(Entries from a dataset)
— begin —
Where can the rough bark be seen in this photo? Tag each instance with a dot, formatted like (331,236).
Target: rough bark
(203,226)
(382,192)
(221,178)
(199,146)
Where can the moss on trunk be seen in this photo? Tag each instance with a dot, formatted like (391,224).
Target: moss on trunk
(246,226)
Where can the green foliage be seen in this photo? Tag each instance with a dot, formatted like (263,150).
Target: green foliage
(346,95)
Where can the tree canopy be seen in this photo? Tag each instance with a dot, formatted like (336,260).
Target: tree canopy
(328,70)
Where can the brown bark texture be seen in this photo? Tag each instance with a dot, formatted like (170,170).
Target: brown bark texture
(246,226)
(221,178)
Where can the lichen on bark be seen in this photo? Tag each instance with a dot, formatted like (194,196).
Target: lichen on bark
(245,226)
— end —
— begin —
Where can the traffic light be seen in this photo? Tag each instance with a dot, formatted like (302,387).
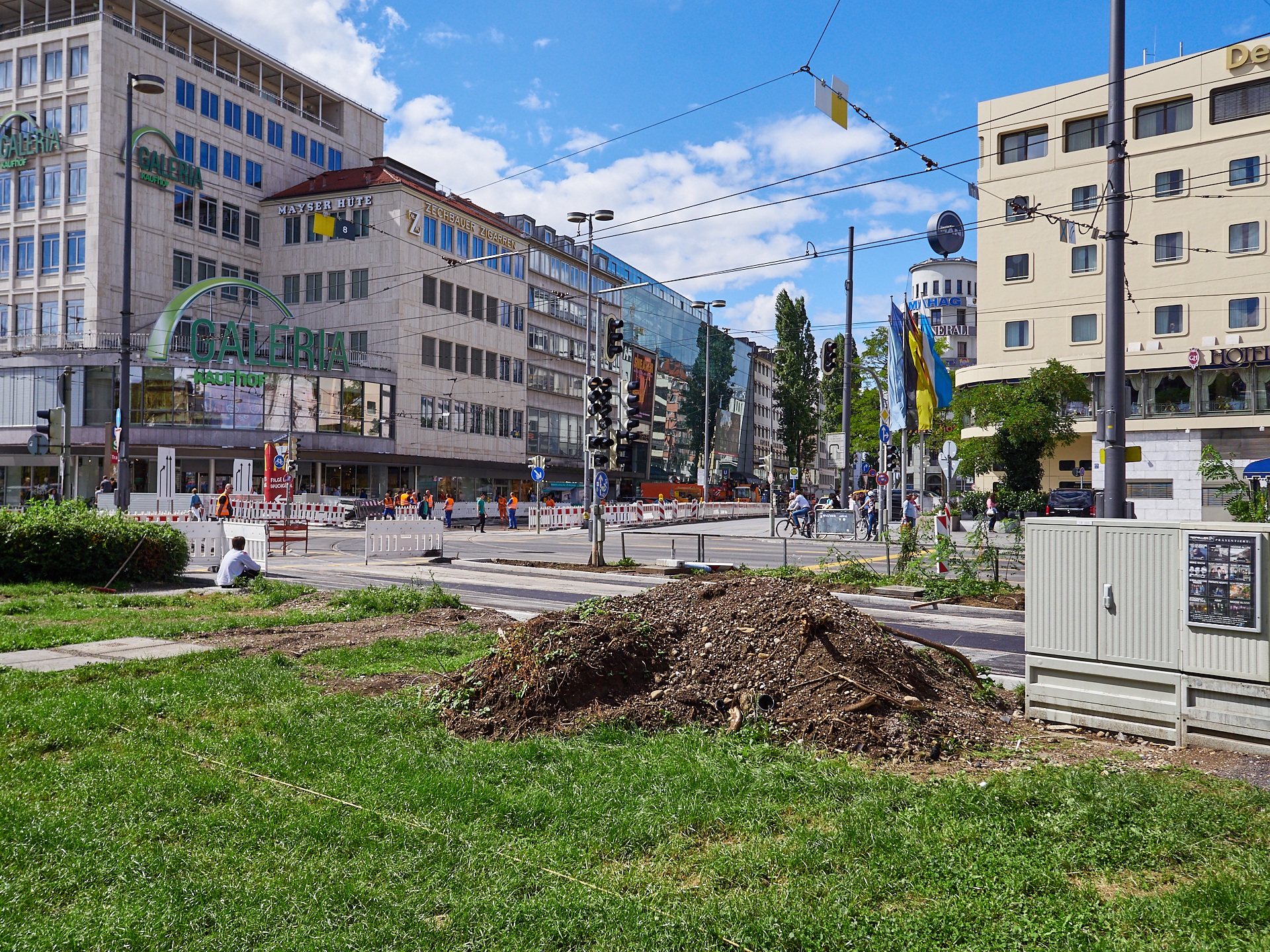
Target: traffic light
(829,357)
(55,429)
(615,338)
— end —
WORK TO COMPLETE
Pull out each line of the records above that contains the word "foliage", matching case exactly.

RESULT FOR THIS TASK
Where can the green foliage be seen in this photo? Tag each instance with a dot, formatted like (263,150).
Target: green foliage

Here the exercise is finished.